▶ What is expected:
Among these entries, how many lines have the string "Which" in them? Only the number is needed.
Material provided START
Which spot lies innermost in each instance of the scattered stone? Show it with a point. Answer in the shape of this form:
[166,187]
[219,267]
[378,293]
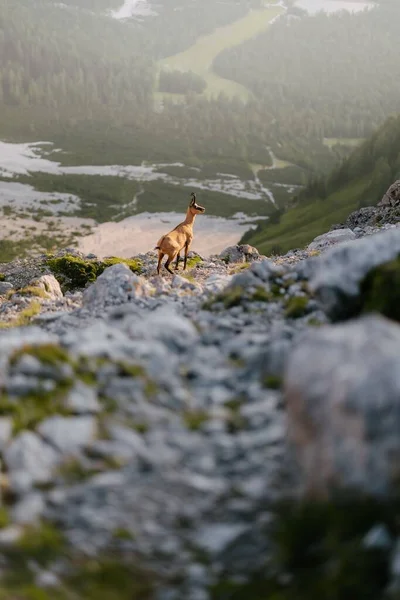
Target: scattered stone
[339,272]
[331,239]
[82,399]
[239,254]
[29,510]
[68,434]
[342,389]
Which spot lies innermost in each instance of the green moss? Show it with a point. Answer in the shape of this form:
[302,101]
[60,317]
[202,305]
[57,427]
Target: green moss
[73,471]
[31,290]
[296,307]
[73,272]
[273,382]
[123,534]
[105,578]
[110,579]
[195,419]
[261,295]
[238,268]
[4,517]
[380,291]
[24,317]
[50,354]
Material provided END
Material provided START
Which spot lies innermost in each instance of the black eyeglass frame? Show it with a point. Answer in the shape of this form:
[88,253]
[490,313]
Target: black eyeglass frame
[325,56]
Material provided END
Material provided START
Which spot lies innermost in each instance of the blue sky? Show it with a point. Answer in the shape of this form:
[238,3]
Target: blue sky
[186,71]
Material provided END
▶ Solution to this task:
4